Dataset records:
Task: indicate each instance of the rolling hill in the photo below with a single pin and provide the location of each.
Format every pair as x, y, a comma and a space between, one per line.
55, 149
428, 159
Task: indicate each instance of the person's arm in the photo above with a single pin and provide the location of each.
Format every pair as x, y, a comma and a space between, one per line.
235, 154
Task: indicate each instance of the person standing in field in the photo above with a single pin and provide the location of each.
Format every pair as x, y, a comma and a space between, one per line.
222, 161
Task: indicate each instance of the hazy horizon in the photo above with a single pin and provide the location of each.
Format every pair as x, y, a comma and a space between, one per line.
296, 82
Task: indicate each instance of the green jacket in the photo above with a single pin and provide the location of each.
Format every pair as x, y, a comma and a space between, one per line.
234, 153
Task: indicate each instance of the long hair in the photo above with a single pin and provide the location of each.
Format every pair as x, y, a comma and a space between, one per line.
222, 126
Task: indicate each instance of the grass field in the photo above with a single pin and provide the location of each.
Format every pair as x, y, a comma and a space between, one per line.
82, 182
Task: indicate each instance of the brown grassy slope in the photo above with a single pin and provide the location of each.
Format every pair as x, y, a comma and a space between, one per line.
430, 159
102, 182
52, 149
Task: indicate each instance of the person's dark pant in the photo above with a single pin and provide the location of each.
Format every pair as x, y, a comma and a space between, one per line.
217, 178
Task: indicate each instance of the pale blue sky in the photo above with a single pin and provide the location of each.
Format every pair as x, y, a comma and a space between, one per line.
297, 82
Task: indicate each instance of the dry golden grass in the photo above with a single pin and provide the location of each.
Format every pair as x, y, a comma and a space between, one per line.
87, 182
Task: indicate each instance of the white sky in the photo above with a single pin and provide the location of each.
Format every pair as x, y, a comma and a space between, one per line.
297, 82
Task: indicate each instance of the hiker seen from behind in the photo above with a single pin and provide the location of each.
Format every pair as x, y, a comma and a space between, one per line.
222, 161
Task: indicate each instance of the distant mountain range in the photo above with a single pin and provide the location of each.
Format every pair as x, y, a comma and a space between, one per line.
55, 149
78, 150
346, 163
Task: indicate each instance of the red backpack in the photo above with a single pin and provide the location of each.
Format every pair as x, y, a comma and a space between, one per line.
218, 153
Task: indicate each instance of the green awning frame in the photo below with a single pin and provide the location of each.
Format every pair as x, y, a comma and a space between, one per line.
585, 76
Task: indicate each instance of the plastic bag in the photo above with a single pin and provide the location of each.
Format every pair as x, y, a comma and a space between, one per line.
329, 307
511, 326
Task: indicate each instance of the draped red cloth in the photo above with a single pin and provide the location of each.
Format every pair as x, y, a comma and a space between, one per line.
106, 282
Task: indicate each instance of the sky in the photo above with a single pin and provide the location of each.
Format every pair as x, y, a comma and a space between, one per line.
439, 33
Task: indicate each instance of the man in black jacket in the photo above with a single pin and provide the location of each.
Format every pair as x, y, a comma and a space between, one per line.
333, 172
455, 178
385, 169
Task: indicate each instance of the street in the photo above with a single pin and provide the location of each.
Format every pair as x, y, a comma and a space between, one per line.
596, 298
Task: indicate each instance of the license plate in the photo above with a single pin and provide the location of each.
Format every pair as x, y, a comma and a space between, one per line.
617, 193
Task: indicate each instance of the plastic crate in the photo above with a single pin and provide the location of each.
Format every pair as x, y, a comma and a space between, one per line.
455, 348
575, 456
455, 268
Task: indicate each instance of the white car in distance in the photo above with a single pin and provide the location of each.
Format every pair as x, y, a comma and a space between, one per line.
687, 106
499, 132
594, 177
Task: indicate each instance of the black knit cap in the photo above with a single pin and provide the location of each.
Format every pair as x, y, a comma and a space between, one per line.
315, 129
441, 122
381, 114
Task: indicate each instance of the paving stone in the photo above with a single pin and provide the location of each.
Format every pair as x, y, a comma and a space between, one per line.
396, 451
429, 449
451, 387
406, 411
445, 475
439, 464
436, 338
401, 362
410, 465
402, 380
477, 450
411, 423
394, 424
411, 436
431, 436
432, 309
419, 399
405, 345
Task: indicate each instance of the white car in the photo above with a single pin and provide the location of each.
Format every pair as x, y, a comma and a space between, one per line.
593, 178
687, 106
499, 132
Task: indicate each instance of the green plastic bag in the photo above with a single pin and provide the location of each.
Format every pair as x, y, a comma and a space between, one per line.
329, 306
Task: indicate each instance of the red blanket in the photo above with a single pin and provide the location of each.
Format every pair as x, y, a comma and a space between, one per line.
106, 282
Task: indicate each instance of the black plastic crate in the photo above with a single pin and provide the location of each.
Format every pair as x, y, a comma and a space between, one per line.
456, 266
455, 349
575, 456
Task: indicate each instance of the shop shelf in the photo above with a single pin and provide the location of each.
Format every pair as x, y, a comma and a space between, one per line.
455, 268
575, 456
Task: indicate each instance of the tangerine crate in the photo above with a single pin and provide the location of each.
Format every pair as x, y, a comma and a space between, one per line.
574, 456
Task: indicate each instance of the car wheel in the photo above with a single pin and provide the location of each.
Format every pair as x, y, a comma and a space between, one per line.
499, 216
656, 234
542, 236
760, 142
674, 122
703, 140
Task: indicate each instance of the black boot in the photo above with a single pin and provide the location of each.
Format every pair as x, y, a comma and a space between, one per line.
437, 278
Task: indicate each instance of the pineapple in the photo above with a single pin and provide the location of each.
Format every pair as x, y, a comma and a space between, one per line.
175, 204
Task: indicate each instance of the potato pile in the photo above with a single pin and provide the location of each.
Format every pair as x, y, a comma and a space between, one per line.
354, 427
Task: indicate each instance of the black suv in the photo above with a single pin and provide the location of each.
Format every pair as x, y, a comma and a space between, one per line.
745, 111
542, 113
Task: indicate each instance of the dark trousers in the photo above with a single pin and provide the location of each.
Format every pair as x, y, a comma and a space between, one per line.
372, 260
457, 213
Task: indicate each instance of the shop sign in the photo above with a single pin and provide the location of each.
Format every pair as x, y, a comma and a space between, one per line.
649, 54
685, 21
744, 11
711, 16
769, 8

TASK TO CARRY OUT:
Your task is to extract all of the records exactly.

FINISHED TASK:
Task: indicate each instance of the rolling hill in the photo below with a single pin and provide the location of each.
Format every pair as x, y, a comma and a space between, one per line.
55, 149
428, 159
Task: indicate each instance of the person's arm in the photo above with a single pin and provide the location of each.
Format every pair as x, y, a comma and a space between, one per line.
235, 154
Task: indicate each instance of the person standing in field in the photo above with a single pin and provide the location of each.
Format every pair as x, y, a comma and a space between, one per line.
222, 161
Task: indicate each instance of the hazy horizon in the photo above with a single pin and provide the location of each.
Format every pair as x, y, a comma and a space between, one per line.
296, 82
Task: indicate each instance of the green jacket in the photo above with a single pin and provide the location of each.
Format every pair as x, y, a comma and a space between, one per line.
234, 153
Task: indicate each instance of the long hair in the photo above with a single pin and provide the location of each.
Format every pair as x, y, a comma and a space between, one per line.
222, 126
Task: indicate each instance of the grass field in the photo above with a single pin and provide the location of each.
Format every pair as x, y, a comma and a space between, one per line.
82, 182
Task: indicate each instance of the brown grassy slope in the photo above with a single pin and provide the location of each.
Format every pair as x, y, a comma and a space between, one per line.
430, 159
102, 182
52, 149
Task: indicate each instance of the person's dark pant in the photo above with a single pin and provide the location of each.
Format every pair as x, y, a comma and a space between, one per line.
217, 178
Task: indicate each instance of the pale blue sky in the photo above with a single pin and provide the location of each.
Format every pair as x, y, a comma and a space between, one per line.
297, 82
Task: indicate each instance of the dry golden grass in the photo above with a single pin and provide the location of each.
Format every pair as x, y, a comma and a space between, one per line.
87, 182
Task: indicate each instance of the white sky in the photo above with a single pin and provide the location of each.
Format every pair as x, y, a comma and a space between, one per line.
297, 82
Task: indicate each instance of the hiker seen from behind in the photo above with a single pin and provide the location of each.
Format every pair as x, y, a comma and a space between, one per line.
222, 161
Task: indicate each instance of the distant mountain range in the photo above with a single pin and provide the location of each.
Format every pair as x, y, a comma and a space between, one per line.
55, 149
78, 150
346, 163
Task: indicate each instance of the red backpack in the photo above with a single pin and provide the location of each.
Format every pair as x, y, a comma and a space between, one per line.
218, 153
Task: indicate each instance of the green awning frame in the photo below with a single pin and provide the location of each.
Format every pair as x, y, a comma and a space between, one per line.
585, 76
Task: indicate each instance of the plastic bag in the photo above with a single pin and provide the location of each.
Format every pair as x, y, a comma and a space between, one per line.
329, 307
511, 326
Task: indicate each instance of the draped red cloth in the photo above with a single pin and provide the location of each.
Format every pair as x, y, a comma and a space between, one per line.
106, 282
Task: indicate each instance of the sky in the photo above with a single pin and provide the location of each.
Format every pair as x, y, a comma and a space between, one per line.
439, 33
Task: indicate each instance of the man in black jacket in the photo above with a single pin and provide the location of each.
Format every pair as x, y, a comma and a space between, one per line.
333, 172
455, 178
385, 169
Task: indicate each instance of the street in the photo above with a single pin and provide the location of each.
Format every pair as x, y, a comma and a space between, one per line.
596, 298
Task: indicate each instance of the license plate in the photo above with a single pin and provide the location of each.
Format every pair as x, y, a comma and a space between, one per line.
617, 193
Task: indicate each instance of the plastic crate in the photo above with a single pin and provide the location of each.
Format every pair as x, y, a comma and a space between, one per line.
455, 348
575, 456
455, 268
Task: indicate each instance of the white car in distance in the photo above with a single pin and provide the location of each.
Format every pair as x, y, a comma and a space between, one per line.
687, 106
499, 132
594, 177
Task: indicate each instance of the black knit cap in the photo above with a single pin and provide the location of each.
Format every pair as x, y, a comma and a space between, one per line.
315, 129
441, 122
381, 114
Task: indicate each instance of the paving stone in the photo above with a single pin and provide the location of each.
Format every pair as x, y, a comma and a space between, one per line.
396, 451
429, 449
451, 387
406, 411
445, 475
439, 464
436, 338
401, 362
410, 465
402, 380
477, 450
411, 423
394, 424
411, 436
431, 436
432, 309
419, 399
405, 345
Task: indicate each instance of the white car in the photo above with a single pin and provide the location of each.
Format every pair as x, y, a comma and a space between, one per line.
593, 178
687, 106
499, 132
Task: indicate each instance of the green plastic bag in the photo above with a single pin and provide the location of each.
Format every pair as x, y, a comma and a space between, one per line.
329, 306
Task: indicate each instance of the red blanket in the photo above with a single pin and provide the location of each.
Format every pair as x, y, a comma and a space between, one per line.
106, 282
Task: indicate each instance of the black plastic crate in the photo above with a single pin and provide the location of each.
Format every pair as x, y, a comma and a space between, one per line.
456, 266
455, 349
575, 456
Task: indicate each instance of the shop shelf in the photo above with a single pin and provide the location of each.
Format every pair as x, y, a comma and a space between, one per line.
455, 268
575, 456
Task: indicate each instance of the tangerine crate in the photo above with a single pin and provide the location of each.
Format every pair as x, y, a comma and a space between, one per line.
574, 456
Task: indicate each instance of the car wheel in the photo above with a single pin and provide the location of each.
Format every pair as x, y, a comma and a space between, one per line.
499, 216
656, 234
542, 236
760, 142
674, 122
703, 140
Task: indicate each instance of the black boot in the photo above with a single pin and provide the location of each.
Format every pair as x, y, a comma and a space between, one per line.
437, 278
Task: indicate each instance of the pineapple in the photo above with a single pin and provide the location of each.
Format every pair as x, y, a comma and a space between, one per line.
175, 204
Task: indicate each instance of the potato pile in the photo above with a single pin and provide the location of each.
Format every pair as x, y, a comma and a space between, one per line.
354, 427
Task: indicate each instance of the black suv in the photo above with a single pin and provide the location of each.
Format every pair as x, y, a comma and a space between, one per line.
745, 111
542, 113
Task: indicate each instance of the dark trousers in the photo above with a single pin and provide the location of each.
Format every pair as x, y, a comma and a space between, one per line.
372, 260
457, 213
Task: indicate each instance of the shop sign in the photo above with a single pin and provide the location of each.
Format every pair as x, y, a comma and a space between, one per line.
649, 54
685, 21
744, 11
711, 16
769, 8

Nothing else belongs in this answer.